WRITTEN EXERCISE | Rescale the lines from the first one through the line containing "M 81 212 L 119", both included, and write all of them out again, requests included. Multiply every coordinate in the answer outlines by 2.4 and round to whole numbers, with halves rounded up. Leave the numbers in the requests and their format samples as they are.

__________________________________________________

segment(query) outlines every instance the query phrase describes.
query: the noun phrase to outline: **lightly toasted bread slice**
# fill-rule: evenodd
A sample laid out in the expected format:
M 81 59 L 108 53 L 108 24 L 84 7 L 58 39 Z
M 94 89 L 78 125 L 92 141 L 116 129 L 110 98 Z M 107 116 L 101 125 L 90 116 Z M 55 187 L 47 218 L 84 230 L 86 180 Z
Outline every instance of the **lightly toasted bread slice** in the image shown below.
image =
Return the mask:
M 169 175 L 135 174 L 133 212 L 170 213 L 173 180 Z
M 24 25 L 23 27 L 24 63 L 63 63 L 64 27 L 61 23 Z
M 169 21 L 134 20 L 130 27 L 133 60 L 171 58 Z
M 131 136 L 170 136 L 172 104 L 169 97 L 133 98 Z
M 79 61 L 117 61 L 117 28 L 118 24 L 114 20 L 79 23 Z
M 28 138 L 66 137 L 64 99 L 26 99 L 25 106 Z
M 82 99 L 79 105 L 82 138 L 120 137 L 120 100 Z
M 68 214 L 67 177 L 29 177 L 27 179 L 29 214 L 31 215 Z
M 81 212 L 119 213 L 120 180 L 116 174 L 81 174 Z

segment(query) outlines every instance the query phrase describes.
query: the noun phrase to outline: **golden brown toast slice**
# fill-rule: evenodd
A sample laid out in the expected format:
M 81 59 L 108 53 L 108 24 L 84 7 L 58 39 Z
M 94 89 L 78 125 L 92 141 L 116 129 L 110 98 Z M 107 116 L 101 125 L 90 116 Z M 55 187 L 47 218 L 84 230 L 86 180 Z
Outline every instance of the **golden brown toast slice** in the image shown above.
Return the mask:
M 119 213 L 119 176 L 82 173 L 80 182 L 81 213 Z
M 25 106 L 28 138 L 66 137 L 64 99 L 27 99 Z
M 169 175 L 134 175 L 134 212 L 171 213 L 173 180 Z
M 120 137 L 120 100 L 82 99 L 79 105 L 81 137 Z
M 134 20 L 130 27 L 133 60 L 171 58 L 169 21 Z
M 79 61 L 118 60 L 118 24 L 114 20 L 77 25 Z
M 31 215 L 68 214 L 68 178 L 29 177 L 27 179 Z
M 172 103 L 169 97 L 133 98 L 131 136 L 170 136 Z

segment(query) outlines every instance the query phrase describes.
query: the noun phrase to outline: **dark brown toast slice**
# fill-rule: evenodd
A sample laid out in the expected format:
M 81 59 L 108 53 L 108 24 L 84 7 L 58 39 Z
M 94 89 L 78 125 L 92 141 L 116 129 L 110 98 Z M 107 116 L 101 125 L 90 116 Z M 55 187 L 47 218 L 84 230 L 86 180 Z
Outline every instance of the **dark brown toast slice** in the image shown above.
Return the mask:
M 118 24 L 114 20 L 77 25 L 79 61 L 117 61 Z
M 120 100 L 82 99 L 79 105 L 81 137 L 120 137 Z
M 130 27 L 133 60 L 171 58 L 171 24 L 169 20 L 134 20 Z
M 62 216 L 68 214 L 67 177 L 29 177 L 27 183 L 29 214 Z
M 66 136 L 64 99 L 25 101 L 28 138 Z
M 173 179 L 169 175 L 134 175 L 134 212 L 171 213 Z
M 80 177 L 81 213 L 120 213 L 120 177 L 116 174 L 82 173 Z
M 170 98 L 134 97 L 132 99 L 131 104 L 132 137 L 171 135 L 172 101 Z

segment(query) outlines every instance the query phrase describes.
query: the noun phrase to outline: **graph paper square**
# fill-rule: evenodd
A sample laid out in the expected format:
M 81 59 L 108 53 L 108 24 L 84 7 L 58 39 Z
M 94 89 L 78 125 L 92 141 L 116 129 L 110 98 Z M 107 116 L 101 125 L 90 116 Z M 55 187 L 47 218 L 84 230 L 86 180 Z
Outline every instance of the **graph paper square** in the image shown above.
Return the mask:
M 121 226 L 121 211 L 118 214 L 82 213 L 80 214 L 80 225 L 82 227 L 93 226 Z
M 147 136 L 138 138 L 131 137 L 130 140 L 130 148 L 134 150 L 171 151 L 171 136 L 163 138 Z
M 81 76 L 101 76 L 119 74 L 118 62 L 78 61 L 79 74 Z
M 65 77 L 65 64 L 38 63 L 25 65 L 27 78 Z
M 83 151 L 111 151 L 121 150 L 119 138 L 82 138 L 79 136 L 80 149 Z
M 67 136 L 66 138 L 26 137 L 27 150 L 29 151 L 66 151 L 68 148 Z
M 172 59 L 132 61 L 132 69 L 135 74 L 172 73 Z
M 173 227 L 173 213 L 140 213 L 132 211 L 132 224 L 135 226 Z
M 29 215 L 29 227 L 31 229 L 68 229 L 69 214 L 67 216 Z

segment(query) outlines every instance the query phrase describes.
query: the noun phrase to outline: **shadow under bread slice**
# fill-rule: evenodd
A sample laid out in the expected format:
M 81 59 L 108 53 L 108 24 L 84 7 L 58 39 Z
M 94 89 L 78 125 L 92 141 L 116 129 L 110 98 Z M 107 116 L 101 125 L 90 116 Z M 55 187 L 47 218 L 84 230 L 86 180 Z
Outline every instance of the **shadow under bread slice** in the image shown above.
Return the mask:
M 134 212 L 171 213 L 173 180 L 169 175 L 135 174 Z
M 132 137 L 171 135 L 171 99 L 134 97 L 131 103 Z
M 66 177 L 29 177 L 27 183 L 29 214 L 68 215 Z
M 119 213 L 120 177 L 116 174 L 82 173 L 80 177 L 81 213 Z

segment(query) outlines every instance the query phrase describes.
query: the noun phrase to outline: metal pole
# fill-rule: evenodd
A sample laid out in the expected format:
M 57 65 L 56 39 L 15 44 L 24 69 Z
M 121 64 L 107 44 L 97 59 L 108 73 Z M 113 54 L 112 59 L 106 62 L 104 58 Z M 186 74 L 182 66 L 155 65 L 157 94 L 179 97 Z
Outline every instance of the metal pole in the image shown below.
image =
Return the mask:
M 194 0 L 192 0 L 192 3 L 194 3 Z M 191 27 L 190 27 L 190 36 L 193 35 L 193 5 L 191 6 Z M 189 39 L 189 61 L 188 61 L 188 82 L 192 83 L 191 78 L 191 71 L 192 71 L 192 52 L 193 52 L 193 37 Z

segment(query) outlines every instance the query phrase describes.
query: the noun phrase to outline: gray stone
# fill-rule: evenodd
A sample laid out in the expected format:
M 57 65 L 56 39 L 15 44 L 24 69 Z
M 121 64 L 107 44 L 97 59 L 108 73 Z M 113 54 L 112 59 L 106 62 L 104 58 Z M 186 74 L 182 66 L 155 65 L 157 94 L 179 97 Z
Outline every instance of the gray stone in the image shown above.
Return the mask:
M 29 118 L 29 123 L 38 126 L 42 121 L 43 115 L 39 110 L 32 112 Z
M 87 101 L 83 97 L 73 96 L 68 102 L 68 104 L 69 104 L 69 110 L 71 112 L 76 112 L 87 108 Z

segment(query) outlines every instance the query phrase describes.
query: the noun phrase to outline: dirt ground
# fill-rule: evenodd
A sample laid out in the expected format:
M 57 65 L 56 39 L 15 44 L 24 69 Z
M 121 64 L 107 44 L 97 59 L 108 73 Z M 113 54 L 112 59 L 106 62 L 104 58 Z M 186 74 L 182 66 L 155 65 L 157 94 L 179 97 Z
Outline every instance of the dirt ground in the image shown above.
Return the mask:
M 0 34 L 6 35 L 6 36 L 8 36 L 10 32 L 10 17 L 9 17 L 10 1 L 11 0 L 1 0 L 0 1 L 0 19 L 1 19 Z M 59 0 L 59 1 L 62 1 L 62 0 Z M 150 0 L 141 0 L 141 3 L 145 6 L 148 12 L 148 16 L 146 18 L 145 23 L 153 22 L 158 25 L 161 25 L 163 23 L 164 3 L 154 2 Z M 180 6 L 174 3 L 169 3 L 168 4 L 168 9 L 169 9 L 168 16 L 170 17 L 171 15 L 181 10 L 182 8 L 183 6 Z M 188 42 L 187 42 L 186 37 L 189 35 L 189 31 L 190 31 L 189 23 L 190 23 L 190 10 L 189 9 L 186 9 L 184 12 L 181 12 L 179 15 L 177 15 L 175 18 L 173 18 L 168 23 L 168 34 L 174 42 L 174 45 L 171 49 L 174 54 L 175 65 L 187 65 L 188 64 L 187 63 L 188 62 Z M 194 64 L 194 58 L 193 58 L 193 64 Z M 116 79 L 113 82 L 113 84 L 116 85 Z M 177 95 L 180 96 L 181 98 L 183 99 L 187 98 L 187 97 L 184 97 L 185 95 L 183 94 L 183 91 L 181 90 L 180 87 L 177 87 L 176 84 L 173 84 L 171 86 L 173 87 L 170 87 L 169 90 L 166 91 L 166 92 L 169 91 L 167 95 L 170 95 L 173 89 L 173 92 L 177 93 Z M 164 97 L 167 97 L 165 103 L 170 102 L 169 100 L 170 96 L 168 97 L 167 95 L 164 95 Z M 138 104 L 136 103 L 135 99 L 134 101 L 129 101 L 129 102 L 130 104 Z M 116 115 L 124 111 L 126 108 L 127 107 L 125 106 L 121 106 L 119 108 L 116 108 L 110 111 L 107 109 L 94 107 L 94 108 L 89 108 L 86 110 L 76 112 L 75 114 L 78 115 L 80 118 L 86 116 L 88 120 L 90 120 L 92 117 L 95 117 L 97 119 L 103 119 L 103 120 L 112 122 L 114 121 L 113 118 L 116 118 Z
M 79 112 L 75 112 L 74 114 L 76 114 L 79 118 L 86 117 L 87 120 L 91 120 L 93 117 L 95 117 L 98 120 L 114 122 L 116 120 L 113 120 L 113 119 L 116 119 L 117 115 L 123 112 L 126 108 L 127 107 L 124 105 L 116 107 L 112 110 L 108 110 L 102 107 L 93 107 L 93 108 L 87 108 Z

__________________________________________________

REPLY |
segment(query) outlines every instance the query phrase describes.
query: the noun phrase to outline: **lightly toasted bread slice**
# fill-rule: evenodd
A sample laid out in the expected format:
M 81 59 L 108 53 L 108 24 L 84 7 L 58 39 Z
M 94 89 L 78 125 L 92 141 L 116 129 L 110 98 Z M 107 116 L 101 125 L 90 116 Z M 55 187 L 47 218 L 84 230 L 86 180 Z
Outline every instance of the **lightly toasted bread slice** in the image shown below.
image =
Return the mask:
M 406 420 L 324 418 L 319 509 L 408 511 L 415 432 Z
M 58 60 L 55 65 L 58 151 L 151 151 L 154 65 L 146 55 Z
M 406 50 L 322 48 L 312 65 L 319 144 L 410 139 Z
M 314 326 L 408 326 L 413 250 L 406 233 L 319 235 Z
M 190 146 L 281 146 L 281 67 L 283 58 L 274 48 L 190 55 Z
M 67 331 L 158 329 L 154 238 L 62 238 L 60 254 Z
M 197 238 L 190 252 L 197 331 L 288 329 L 288 240 Z
M 163 514 L 161 425 L 70 425 L 65 430 L 70 514 L 74 516 Z
M 194 509 L 286 511 L 288 432 L 278 418 L 194 418 Z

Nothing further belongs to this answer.